_Zu lesender Text_:
Zeitstress in der Prüfung

Zeitstress in der Prüfung? Ein bekanntes Phänomen. In meiner Lernpraxis höre ich oft: «Ich weiss, dass ich das gekonnt hätte – aber die Zeit reichte nicht mehr.» Andere erzählen, dass sie gemütlich arbeiten, bis die Ansage «noch fünf Minuten» sie in pure Panik stürzt. Oder sie «verschlimmbessern» in den letzten zehn Minuten – hektisch und ohne Plan.

Meine frohe Botschaft ist dann jeweils: «Den Umgang mit Zeitstress in der Prüfung kannst du lernen!» Oder besser gesagt: Trainieren. Denn es geht hier nicht um Verstehen, sondern um die kontinuierliche Verbesserung der eigenen Handlung. Sozusagen Handwerk.

Zuhause: Zuviel Zeit und immer dasselbe Tempo

Viele Lernende vertrödeln zuhause unendlich viel Zeit. Nein, nicht nur wegen der Ablenkung durch Smartphones, sondern ganz schlicht deshalb, weil unendlich viel Zeit zur Verfügung steht. Zuhause kommt es ja nicht so sehr darauf an, ob jemand zwanzig oder vierzig Minuten für eine bestimmte Aufgabe hat, nicht wahr? In der Prüfung dann aber schon.

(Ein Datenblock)

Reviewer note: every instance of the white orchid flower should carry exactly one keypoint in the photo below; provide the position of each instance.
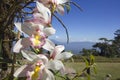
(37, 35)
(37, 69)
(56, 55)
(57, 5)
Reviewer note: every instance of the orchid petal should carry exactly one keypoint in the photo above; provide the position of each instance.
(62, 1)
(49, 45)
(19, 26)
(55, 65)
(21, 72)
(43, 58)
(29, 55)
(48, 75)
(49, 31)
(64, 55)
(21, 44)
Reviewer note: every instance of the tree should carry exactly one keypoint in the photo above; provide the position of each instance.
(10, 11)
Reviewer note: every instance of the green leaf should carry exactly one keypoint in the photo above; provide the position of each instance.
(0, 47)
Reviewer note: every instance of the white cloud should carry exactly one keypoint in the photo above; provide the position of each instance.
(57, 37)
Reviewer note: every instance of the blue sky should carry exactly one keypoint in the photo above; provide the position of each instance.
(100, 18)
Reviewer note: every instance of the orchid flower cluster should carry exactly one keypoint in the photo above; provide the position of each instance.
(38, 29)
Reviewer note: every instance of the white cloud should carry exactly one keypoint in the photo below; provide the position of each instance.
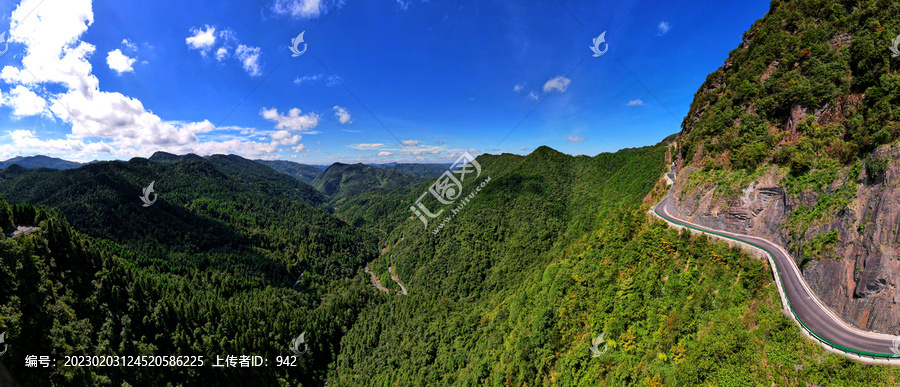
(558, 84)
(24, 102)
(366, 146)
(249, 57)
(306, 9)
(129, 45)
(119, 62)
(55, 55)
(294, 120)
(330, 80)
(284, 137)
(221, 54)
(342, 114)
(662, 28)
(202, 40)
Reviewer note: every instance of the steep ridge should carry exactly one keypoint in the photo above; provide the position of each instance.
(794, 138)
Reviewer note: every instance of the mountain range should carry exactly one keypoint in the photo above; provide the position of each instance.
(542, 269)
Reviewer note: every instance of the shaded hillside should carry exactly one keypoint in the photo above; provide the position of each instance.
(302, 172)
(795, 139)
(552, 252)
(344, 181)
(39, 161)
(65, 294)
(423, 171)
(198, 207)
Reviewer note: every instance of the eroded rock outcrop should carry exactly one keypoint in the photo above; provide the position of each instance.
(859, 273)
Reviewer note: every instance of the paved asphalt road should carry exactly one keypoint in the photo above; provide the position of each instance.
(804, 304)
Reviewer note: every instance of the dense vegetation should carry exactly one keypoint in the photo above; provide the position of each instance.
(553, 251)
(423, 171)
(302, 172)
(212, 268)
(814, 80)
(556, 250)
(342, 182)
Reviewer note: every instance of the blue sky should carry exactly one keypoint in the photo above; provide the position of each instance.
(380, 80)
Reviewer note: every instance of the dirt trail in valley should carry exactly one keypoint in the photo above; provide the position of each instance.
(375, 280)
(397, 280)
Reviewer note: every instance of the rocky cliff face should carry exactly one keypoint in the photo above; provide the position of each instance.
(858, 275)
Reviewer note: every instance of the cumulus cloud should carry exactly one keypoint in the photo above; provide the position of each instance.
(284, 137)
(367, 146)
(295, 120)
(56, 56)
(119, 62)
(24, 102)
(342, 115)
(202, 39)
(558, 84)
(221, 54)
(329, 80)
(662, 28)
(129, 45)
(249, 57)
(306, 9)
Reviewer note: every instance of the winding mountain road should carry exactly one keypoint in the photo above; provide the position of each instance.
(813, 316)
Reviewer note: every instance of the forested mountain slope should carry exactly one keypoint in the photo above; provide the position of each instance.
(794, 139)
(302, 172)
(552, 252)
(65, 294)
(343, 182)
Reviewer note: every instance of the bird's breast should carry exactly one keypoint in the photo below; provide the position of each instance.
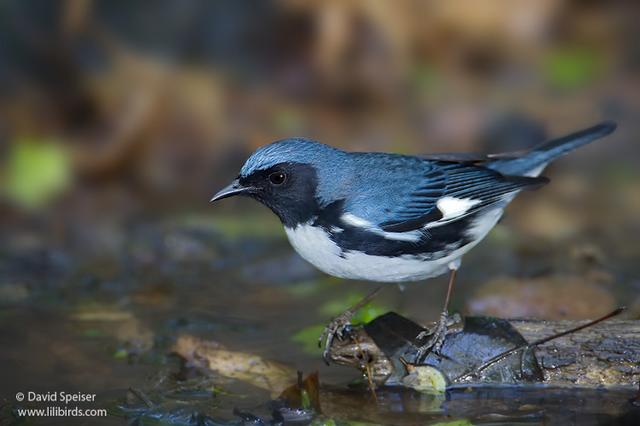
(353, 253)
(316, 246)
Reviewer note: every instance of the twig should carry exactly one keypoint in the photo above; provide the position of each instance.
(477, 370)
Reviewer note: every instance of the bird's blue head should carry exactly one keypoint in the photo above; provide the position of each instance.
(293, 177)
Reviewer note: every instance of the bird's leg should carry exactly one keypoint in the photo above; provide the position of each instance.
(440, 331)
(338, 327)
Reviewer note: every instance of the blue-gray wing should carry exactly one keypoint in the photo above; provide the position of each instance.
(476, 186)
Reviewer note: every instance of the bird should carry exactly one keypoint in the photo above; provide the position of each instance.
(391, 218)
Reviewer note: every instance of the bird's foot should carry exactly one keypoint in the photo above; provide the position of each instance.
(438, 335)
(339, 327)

_Ihre Aufgabe_: Worum geht es laut dem Text über Zeitstress in der Prüfung beim Umgang mit Zeitstress, wenn nicht um Verstehen?

_Antwort_: Um die kontinuierliche Verbesserung der eigenen Handlung.